** Short exercise **
Copy every line of the records from the first one through the line containing "[[301, 117], [103, 171], [567, 73]]", with both ends included. Leave the requests as they are, and adjust each x and y coordinate in the answers by -25.

** Input **
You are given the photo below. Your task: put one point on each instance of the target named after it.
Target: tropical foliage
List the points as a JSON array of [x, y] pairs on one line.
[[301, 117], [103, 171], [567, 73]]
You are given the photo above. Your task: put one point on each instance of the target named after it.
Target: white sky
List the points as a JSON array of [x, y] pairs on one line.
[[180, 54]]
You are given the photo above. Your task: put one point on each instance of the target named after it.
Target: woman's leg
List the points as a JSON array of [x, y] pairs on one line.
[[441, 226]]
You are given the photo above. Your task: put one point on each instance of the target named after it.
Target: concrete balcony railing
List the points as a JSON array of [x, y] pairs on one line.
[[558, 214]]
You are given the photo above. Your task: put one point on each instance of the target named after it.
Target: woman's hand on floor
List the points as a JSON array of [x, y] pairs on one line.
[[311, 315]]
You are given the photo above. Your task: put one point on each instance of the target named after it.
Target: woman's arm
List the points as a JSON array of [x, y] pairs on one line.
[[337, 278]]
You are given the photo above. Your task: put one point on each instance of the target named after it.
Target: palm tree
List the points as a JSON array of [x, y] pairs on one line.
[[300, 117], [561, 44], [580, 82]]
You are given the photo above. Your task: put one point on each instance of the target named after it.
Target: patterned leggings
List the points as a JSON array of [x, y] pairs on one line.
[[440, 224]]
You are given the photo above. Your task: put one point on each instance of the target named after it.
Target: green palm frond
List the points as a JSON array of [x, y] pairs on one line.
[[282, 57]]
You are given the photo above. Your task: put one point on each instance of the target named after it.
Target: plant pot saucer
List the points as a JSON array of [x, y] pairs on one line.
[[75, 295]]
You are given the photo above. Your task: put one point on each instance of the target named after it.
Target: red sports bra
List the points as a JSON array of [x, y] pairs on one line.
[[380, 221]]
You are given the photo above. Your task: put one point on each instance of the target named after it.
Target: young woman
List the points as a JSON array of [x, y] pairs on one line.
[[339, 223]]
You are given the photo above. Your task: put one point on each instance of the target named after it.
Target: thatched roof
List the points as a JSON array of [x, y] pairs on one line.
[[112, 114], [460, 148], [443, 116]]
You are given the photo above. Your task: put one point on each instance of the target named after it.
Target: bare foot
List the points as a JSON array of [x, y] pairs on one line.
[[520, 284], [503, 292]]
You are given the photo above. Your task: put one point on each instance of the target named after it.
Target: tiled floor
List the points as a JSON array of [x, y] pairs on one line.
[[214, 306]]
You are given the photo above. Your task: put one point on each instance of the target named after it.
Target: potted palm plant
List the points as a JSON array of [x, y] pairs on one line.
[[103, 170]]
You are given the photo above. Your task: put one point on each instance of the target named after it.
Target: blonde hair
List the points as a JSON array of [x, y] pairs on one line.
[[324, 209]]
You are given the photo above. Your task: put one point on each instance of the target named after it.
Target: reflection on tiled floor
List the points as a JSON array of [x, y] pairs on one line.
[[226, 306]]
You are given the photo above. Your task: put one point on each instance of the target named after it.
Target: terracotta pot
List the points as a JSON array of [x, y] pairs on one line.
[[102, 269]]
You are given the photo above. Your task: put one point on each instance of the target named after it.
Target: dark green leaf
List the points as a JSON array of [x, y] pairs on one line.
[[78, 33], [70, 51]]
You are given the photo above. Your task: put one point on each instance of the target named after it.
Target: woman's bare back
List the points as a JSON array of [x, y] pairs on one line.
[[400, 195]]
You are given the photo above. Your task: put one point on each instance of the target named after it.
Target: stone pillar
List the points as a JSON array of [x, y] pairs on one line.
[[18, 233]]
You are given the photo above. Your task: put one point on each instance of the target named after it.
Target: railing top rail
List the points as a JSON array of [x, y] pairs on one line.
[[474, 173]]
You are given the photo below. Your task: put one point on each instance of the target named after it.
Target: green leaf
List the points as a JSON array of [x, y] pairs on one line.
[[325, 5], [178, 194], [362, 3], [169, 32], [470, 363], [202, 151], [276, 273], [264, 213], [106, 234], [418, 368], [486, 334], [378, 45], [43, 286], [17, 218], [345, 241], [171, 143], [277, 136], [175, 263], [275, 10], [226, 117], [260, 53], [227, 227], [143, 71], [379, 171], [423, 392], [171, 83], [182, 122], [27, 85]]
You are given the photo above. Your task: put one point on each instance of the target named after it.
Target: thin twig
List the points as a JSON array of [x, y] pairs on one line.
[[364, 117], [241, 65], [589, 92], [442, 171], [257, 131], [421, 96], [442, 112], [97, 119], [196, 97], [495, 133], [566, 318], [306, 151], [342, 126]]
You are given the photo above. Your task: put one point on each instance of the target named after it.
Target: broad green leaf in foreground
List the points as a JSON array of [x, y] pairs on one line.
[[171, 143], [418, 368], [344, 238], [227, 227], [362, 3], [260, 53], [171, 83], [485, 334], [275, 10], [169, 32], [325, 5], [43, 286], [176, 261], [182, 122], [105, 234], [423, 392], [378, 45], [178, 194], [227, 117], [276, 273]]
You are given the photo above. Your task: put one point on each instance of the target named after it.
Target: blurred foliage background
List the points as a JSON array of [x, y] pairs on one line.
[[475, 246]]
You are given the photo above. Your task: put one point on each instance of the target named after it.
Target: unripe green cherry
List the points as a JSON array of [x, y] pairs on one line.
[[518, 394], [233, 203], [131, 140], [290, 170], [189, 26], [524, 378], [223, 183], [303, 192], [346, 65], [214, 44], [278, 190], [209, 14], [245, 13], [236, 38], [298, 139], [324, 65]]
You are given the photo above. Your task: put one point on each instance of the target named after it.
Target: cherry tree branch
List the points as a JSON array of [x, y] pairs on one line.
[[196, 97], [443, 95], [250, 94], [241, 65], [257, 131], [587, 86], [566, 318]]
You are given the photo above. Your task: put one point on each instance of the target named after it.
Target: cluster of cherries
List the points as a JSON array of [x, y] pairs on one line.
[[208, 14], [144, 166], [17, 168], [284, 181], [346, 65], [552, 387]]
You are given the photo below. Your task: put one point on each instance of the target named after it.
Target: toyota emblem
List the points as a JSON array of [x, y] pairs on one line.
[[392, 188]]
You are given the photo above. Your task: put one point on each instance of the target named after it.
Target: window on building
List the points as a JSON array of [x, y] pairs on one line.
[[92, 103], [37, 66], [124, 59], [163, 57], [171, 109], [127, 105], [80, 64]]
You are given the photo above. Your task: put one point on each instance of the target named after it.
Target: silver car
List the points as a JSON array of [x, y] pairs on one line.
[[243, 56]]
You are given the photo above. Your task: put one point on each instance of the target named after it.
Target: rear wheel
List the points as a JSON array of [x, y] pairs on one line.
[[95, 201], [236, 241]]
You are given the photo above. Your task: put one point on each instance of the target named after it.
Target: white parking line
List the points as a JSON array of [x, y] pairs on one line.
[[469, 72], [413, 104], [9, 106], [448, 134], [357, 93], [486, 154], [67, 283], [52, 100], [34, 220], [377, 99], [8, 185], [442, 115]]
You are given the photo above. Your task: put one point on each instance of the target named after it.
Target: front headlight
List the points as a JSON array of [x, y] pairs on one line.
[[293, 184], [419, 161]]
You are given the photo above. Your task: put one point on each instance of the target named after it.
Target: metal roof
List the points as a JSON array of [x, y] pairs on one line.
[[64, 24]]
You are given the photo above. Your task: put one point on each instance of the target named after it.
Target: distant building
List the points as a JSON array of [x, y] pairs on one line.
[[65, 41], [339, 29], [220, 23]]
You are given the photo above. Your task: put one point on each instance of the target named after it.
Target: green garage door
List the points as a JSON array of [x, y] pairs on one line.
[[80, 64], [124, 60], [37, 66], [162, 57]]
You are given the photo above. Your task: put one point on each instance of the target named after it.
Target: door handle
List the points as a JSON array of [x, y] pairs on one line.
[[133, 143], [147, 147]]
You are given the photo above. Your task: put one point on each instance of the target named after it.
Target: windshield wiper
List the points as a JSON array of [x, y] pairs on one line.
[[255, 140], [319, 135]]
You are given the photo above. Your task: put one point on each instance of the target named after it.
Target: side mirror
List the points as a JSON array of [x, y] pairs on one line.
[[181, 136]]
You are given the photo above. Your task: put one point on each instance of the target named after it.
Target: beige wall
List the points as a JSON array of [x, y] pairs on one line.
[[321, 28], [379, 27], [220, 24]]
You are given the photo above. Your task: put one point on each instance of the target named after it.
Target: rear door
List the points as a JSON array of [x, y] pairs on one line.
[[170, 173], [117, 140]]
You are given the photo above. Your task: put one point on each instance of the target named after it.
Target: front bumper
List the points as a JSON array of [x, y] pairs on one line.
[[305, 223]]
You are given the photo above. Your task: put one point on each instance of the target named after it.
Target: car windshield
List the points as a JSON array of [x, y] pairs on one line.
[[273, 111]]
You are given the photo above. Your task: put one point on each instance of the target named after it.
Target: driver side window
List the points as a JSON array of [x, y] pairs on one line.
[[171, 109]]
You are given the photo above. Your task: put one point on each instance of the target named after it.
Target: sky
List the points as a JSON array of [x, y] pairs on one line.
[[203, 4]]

** Finished answer **
You are given the photo below. Your task: put one point on each instance of the target named after it.
Target: tropical foliage
List the points as a JSON array of [x, y] pairs on one line.
[[276, 92], [78, 146], [542, 48]]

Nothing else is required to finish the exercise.